Problem to solve
Please read the discussion below about the secure Electron app template and answer this: who from the Electron team pointed out a better way to expose the IPC renderer?

It's a great idea to have a template for writing secure Electron apps, but this particular template should only be used with caution. I don't think it has been reviewed or endorsed by the Electron team as actually following those best practices, and I see a few issues just skimming from my phone:
They're trying to expose IPC to the renderer in an unsafe way. See their discussion on this GH issue https://github.com/electron/electron/issues/21437 (referenced from the main readme as blocking some features they want to implement)
> The trouble that I've found with electron, is that their release schedule is crazy, with only a few months before each major release. We know that electron is a young framework, but it is hard to keep up so quickly!
I haven't looked at their implementations of the other security best practices, so these might be the only red flags, but I'd still recommend against just blindly copying the template without understanding and verifying the best practices they're attempting to implement.
Thank you for your feedback. This template has not yet been reviewed but I hope to get candid feedback like yours on spots that may have been missed.
I am planning to change the way the IPC renderer is exposed; Marshall from the Electron team pointed me to a better way of doing so and I hadn't had time to update the repo yet. That will be something I update soon in the code and in the docs.
The best practices I take from Electron themselves; https://electronjs.org/docs/tutorial/security. If there are other security reports please send them to me and the template can be enhanced further.

Information supplied
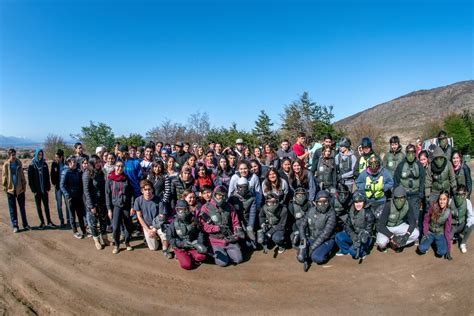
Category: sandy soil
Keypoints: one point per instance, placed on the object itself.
(50, 272)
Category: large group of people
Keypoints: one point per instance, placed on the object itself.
(214, 203)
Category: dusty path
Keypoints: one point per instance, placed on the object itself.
(50, 272)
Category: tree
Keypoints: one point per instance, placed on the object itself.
(304, 115)
(456, 127)
(54, 142)
(198, 127)
(133, 139)
(95, 135)
(263, 131)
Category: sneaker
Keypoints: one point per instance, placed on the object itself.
(168, 254)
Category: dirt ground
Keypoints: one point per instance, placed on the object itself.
(50, 272)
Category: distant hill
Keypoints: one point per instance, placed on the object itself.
(12, 141)
(407, 115)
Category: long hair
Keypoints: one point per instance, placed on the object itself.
(436, 208)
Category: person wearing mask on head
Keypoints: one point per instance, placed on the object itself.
(222, 173)
(394, 157)
(327, 143)
(153, 216)
(186, 238)
(341, 202)
(14, 184)
(298, 147)
(119, 199)
(272, 219)
(180, 183)
(462, 172)
(79, 153)
(285, 151)
(437, 227)
(443, 143)
(132, 169)
(410, 174)
(300, 177)
(355, 239)
(38, 180)
(375, 181)
(345, 162)
(239, 148)
(93, 183)
(440, 176)
(396, 224)
(366, 153)
(71, 186)
(318, 230)
(57, 167)
(462, 217)
(325, 172)
(244, 203)
(219, 219)
(285, 169)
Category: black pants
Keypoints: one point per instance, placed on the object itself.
(42, 197)
(121, 216)
(76, 207)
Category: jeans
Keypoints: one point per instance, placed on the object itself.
(42, 197)
(223, 255)
(344, 242)
(121, 216)
(98, 218)
(319, 255)
(76, 207)
(12, 199)
(440, 242)
(59, 205)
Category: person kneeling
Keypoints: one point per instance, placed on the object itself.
(355, 238)
(221, 222)
(186, 238)
(397, 223)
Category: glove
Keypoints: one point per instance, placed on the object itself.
(240, 233)
(250, 233)
(364, 236)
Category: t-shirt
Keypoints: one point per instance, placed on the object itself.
(13, 166)
(149, 208)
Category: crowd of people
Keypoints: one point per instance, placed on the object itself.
(217, 203)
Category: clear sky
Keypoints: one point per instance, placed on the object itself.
(130, 64)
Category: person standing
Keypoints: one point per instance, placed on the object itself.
(14, 184)
(38, 180)
(57, 167)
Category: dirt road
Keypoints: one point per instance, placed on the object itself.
(50, 272)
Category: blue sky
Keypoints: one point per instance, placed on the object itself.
(131, 64)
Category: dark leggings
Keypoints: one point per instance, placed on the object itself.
(42, 197)
(121, 216)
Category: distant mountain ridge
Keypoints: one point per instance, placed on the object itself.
(406, 116)
(6, 141)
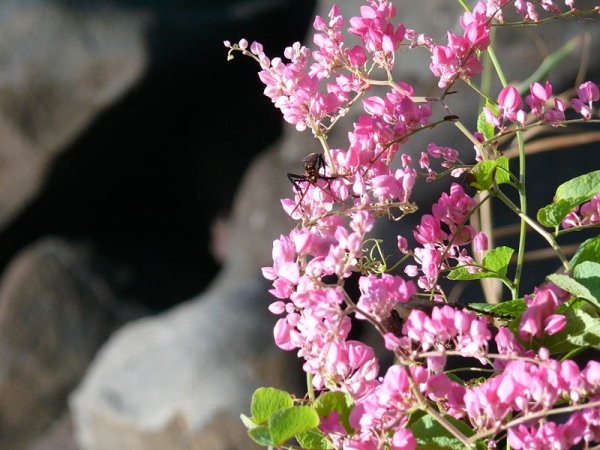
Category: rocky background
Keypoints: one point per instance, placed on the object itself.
(139, 178)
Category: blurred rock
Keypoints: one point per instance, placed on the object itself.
(181, 379)
(55, 311)
(58, 437)
(59, 68)
(170, 381)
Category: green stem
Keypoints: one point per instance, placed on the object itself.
(533, 224)
(523, 204)
(309, 387)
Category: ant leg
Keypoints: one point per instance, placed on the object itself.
(295, 179)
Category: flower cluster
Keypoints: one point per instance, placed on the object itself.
(319, 265)
(543, 106)
(438, 246)
(586, 214)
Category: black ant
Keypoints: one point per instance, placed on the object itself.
(313, 164)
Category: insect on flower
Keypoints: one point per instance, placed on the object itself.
(313, 166)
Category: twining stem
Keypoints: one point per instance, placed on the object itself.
(309, 387)
(523, 225)
(425, 406)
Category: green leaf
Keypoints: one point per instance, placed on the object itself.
(431, 435)
(550, 63)
(335, 401)
(247, 421)
(587, 274)
(582, 186)
(484, 127)
(586, 288)
(513, 308)
(267, 401)
(261, 436)
(485, 171)
(587, 251)
(495, 262)
(313, 439)
(583, 330)
(569, 195)
(553, 214)
(287, 423)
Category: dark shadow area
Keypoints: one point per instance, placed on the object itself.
(145, 181)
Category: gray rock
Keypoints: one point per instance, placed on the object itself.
(55, 311)
(181, 379)
(58, 437)
(59, 68)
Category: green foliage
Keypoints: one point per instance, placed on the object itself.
(314, 439)
(583, 329)
(487, 171)
(512, 308)
(267, 401)
(483, 126)
(588, 251)
(275, 419)
(431, 435)
(335, 401)
(287, 423)
(569, 195)
(495, 264)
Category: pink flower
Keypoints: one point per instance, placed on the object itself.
(510, 104)
(403, 440)
(554, 323)
(480, 245)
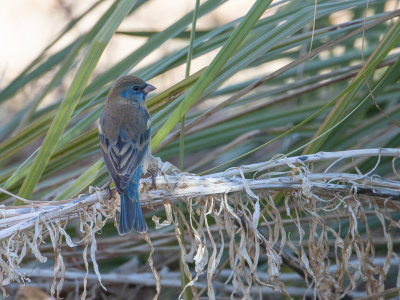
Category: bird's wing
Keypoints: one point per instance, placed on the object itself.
(123, 155)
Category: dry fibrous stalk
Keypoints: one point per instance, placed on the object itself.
(311, 214)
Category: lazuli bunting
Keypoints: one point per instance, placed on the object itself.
(125, 135)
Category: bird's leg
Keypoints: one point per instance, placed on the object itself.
(154, 175)
(107, 187)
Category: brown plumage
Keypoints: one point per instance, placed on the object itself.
(125, 132)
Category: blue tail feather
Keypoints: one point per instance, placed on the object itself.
(131, 216)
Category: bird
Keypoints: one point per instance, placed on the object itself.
(125, 139)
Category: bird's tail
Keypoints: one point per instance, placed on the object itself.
(131, 215)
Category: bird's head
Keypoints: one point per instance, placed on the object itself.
(130, 89)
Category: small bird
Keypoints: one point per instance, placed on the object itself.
(125, 139)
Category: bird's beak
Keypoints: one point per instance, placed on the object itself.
(148, 88)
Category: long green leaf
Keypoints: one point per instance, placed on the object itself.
(73, 95)
(216, 65)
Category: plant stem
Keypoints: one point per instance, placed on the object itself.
(184, 279)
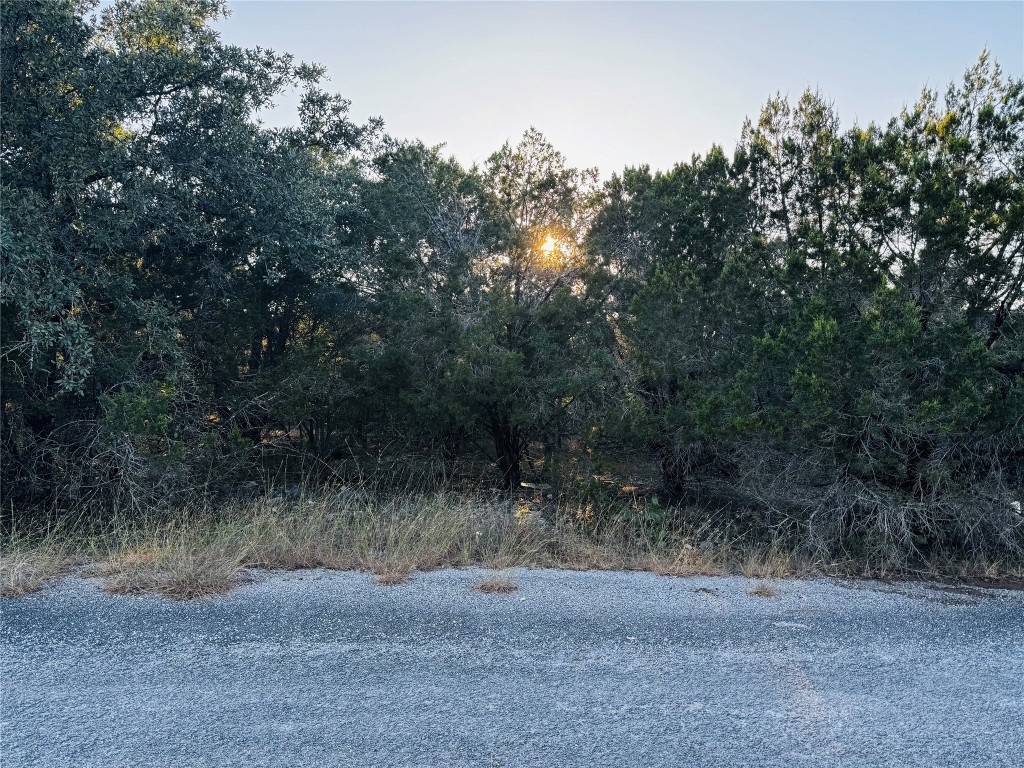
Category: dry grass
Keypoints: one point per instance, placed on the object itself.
(207, 552)
(391, 578)
(764, 590)
(770, 563)
(28, 564)
(496, 586)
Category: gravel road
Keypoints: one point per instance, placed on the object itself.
(573, 669)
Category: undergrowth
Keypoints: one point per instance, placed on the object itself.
(201, 551)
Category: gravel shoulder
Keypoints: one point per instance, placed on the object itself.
(571, 669)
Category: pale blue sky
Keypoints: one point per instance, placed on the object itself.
(616, 84)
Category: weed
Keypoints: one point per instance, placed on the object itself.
(496, 586)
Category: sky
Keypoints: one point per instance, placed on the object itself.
(616, 84)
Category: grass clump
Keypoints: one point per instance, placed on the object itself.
(764, 590)
(201, 552)
(497, 585)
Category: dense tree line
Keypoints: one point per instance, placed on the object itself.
(827, 323)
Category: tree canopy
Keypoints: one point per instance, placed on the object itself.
(826, 322)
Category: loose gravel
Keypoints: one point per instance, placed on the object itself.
(572, 669)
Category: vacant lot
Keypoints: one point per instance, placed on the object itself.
(328, 669)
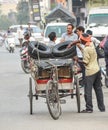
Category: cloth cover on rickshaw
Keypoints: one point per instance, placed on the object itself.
(64, 68)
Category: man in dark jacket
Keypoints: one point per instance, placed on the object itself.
(106, 55)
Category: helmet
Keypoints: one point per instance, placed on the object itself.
(26, 35)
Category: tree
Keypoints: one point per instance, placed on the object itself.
(23, 12)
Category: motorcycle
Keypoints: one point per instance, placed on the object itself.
(10, 43)
(25, 59)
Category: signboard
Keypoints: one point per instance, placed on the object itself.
(36, 10)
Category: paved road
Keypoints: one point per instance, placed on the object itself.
(14, 103)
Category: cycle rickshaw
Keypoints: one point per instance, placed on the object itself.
(54, 79)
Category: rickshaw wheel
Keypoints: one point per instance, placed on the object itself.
(77, 94)
(52, 99)
(30, 95)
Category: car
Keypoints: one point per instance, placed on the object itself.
(36, 32)
(59, 28)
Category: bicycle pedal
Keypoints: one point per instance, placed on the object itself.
(62, 101)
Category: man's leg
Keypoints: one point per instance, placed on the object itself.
(88, 92)
(98, 91)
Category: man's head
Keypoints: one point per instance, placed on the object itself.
(70, 28)
(80, 30)
(89, 32)
(52, 36)
(85, 38)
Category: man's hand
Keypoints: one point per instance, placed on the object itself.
(75, 58)
(69, 46)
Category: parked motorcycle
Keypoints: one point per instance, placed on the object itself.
(10, 43)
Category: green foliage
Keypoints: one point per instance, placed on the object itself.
(23, 12)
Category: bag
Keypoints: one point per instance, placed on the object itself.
(100, 52)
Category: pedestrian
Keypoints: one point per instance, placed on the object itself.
(93, 39)
(69, 35)
(20, 33)
(106, 57)
(92, 73)
(52, 37)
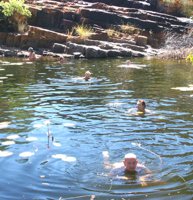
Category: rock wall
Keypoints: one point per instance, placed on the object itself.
(52, 20)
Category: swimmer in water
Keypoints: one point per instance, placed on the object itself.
(129, 167)
(87, 75)
(141, 105)
(32, 55)
(140, 109)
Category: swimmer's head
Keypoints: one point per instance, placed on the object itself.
(30, 49)
(87, 75)
(130, 162)
(141, 105)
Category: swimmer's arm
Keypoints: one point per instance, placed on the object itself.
(107, 163)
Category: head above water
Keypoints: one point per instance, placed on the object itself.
(30, 49)
(130, 162)
(87, 75)
(141, 105)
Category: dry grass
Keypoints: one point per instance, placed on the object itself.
(83, 31)
(113, 33)
(177, 46)
(129, 29)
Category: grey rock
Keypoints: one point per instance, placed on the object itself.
(59, 48)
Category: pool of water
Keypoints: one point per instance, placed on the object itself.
(86, 118)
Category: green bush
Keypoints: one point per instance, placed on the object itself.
(16, 13)
(189, 58)
(15, 6)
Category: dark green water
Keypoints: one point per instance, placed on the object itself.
(88, 118)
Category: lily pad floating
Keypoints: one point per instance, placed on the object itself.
(132, 66)
(7, 143)
(4, 125)
(9, 75)
(3, 77)
(12, 137)
(31, 139)
(64, 157)
(57, 144)
(38, 125)
(26, 154)
(184, 89)
(5, 153)
(69, 125)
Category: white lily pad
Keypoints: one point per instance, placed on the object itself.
(4, 125)
(38, 125)
(57, 144)
(8, 143)
(69, 124)
(5, 153)
(30, 139)
(26, 154)
(64, 157)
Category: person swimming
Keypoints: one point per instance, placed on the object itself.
(140, 109)
(129, 165)
(128, 168)
(87, 75)
(32, 55)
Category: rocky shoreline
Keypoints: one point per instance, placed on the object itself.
(53, 20)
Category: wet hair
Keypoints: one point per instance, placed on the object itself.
(130, 155)
(30, 49)
(142, 103)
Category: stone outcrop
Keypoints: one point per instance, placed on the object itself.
(53, 22)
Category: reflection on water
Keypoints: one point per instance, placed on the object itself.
(87, 118)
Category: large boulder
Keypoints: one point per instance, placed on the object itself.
(59, 48)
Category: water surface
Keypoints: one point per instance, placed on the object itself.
(87, 118)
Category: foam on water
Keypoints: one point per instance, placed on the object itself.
(26, 154)
(4, 125)
(12, 137)
(31, 139)
(69, 124)
(64, 157)
(5, 153)
(7, 143)
(57, 144)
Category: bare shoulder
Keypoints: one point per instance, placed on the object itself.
(117, 165)
(142, 169)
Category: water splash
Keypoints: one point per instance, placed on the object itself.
(5, 153)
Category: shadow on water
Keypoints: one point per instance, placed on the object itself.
(87, 118)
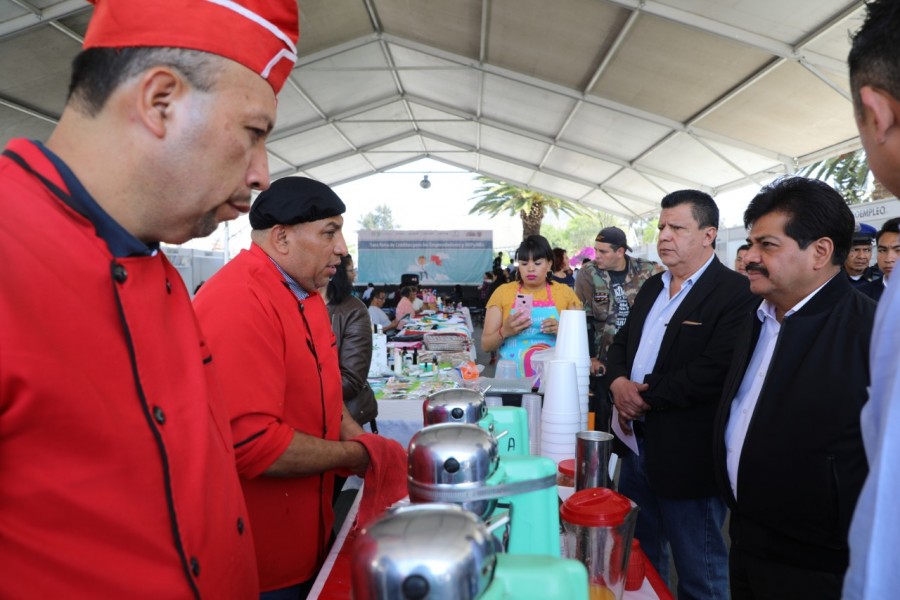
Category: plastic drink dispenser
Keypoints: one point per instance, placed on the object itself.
(598, 528)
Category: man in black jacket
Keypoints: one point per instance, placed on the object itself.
(666, 366)
(789, 454)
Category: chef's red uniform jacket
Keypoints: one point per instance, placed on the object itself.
(117, 474)
(279, 370)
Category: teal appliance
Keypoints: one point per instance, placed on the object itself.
(443, 552)
(461, 464)
(509, 424)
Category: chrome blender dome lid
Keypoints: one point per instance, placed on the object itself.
(457, 405)
(433, 551)
(452, 453)
(449, 460)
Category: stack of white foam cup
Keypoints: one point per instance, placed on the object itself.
(572, 345)
(561, 414)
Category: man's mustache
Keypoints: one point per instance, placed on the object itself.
(758, 268)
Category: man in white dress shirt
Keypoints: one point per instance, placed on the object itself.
(788, 448)
(875, 534)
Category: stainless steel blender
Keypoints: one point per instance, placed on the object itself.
(443, 552)
(509, 424)
(461, 463)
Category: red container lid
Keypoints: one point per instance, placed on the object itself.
(595, 507)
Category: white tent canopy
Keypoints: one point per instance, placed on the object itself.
(611, 103)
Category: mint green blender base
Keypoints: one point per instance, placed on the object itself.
(534, 516)
(537, 578)
(512, 419)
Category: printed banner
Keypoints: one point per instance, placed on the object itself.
(437, 257)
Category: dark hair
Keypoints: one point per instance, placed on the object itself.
(339, 288)
(97, 72)
(558, 263)
(873, 58)
(890, 226)
(703, 207)
(813, 208)
(535, 247)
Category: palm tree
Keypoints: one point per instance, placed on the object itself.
(495, 196)
(849, 174)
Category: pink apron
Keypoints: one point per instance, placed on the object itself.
(522, 346)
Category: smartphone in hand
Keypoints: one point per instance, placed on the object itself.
(523, 304)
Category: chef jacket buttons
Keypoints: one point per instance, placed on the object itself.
(120, 274)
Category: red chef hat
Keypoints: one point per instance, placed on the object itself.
(260, 34)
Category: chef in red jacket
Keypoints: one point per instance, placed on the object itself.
(271, 337)
(117, 475)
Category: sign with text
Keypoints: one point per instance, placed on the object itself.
(437, 257)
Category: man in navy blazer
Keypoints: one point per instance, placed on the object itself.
(667, 367)
(789, 453)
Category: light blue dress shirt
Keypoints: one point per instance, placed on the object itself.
(874, 571)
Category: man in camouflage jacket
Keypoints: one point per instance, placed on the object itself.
(607, 288)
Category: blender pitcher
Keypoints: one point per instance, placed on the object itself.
(599, 526)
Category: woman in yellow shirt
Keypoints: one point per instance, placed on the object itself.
(514, 332)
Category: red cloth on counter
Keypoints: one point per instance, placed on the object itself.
(385, 478)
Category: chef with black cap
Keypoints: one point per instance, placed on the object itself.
(857, 266)
(274, 351)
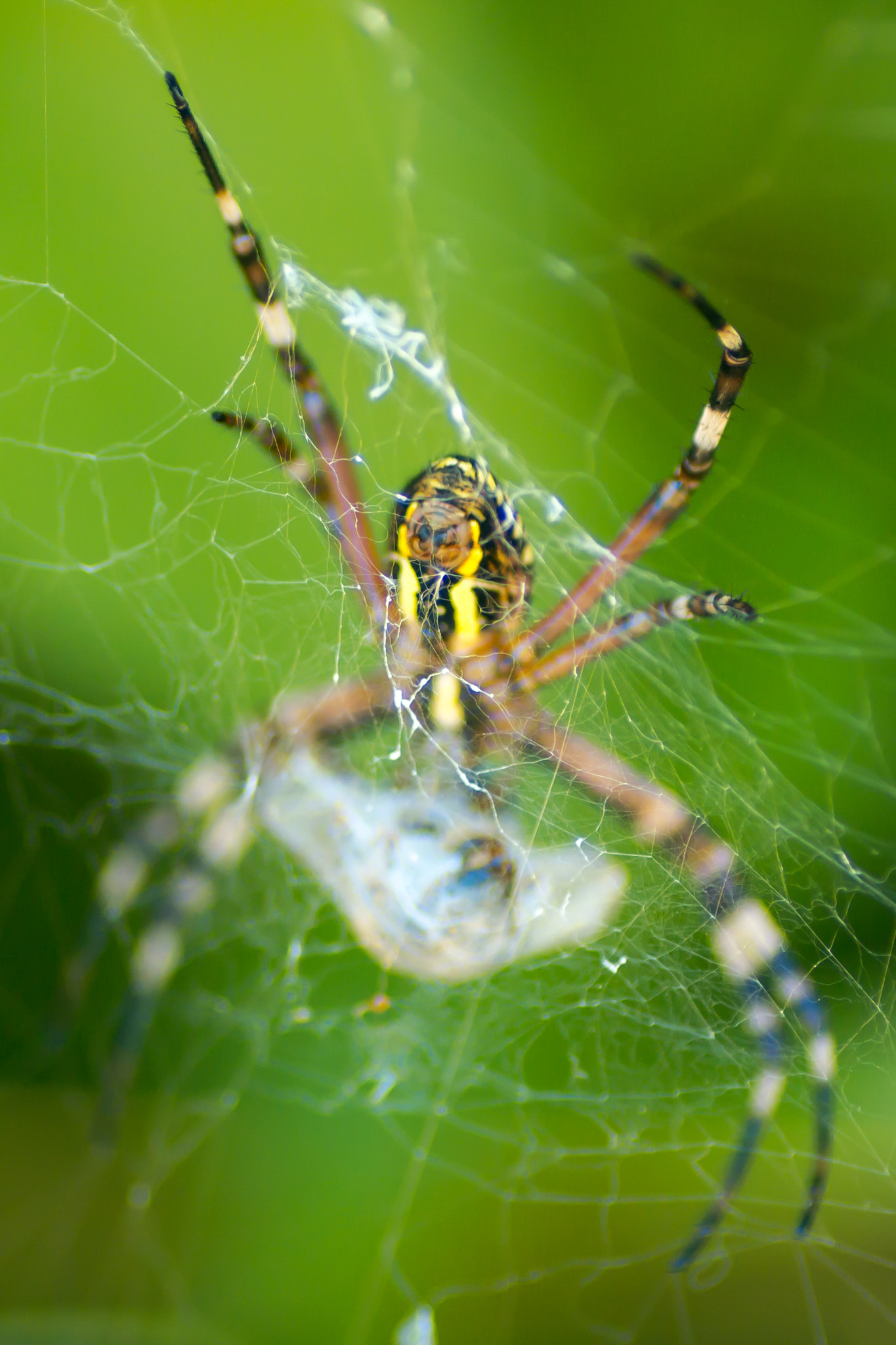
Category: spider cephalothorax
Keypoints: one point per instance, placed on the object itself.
(463, 560)
(431, 885)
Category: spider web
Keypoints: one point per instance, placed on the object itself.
(511, 1160)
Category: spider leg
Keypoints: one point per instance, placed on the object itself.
(343, 499)
(747, 943)
(667, 502)
(174, 861)
(626, 630)
(273, 437)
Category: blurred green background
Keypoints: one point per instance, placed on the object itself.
(488, 167)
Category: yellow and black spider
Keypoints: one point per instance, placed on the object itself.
(433, 883)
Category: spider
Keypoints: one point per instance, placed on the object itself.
(436, 880)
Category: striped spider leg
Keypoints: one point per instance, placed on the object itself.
(448, 606)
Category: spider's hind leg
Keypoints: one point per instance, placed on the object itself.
(169, 864)
(748, 946)
(753, 953)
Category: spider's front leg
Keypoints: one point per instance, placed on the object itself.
(672, 496)
(747, 943)
(336, 482)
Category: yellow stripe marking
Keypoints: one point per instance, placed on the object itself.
(446, 711)
(468, 619)
(409, 590)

Answer
Marshall